Yael Markovich (, pronounced Ya-el, born 15 September in Haifa, Israel) is an Israeli-American model and Israeli beauty queen titleholder.

Early life 
Yael Markovich was born in Haifa, Israel. Yael is Jewish, attended a Jewish day school and had a Bat Mitzvah.

Career

Modeling 
Markovich has been featured on websites such as Maxim, Askmen, IGN, and Playboy's The Smoking Jacket. In addition, Markovich has graced the covers of Venus Says Magazine , the December 2012/January 2013 issue of Jewish Journal's sister publication Tribe Magazine,; cover of Israeli Week Newspaper the week of 6 February 2013 – 12 February 2013, the February 2013/March 2013 issue of 303 Magazine, a Denver, CO based fashion magazine, and the cover page of Israeli national newspaper Yediot Achronot (Ynet America). The Israeli Post also featured Miss Markovich in August 2013.

Pageants

Miss Supranational Israel 2011 
Yael was crowned Miss Supranational Israel 2011, and went on to represent her country in the 3rd annual Miss Supranational pageant held in Plock, Poland, on 26 August 2011. She holds the title for being the first Miss Supranational Israel.

Miss International Israel 2012 
Yael was crowned Miss International Israel 2012. After 7 years of absence, Israel made its debut at the Miss International 2012 pageant. Miss Markovich represented Israel in the 52nd Miss International pageant on 21 October 2012 in Okinawa, Japan.
---
◆ **TASKS TO COMPLETE**:
[a] Using the Yael Markovich biography, answer these:
(i) In what city and country was the 3rd annual Miss Supranational pageant held?
(ii) On what date did she compete in the 52nd Miss International pageant?
(iii) In what month and year did The Israeli Post feature her?
[b] According to the Yael Markovich biography, what distinction does she hold among Miss Supranational Israel titleholders, and what is it based on?
[c] Which publications' covers does the Yael Markovich biography say she appeared on?
The lines after this point come from a separate source and are unrelated to the Yael Markovich biography.

◆ **STORED DATA**:
---
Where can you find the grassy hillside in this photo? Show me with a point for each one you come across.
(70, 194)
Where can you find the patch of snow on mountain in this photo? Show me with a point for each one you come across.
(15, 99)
---
◆ **SOLVED PROBLEMS**:
[a]
(i) Plock, Poland
(ii) 21 October 2012
(iii) August 2013

[b] She holds the distinction of being the first Miss Supranational Israel. This comes from being crowned Miss Supranational Israel 2011, the first holder of that title.

[c]
Venus Says Magazine
Tribe Magazine
Israeli Week Newspaper
303 Magazine
Yediot Achronot (Ynet America)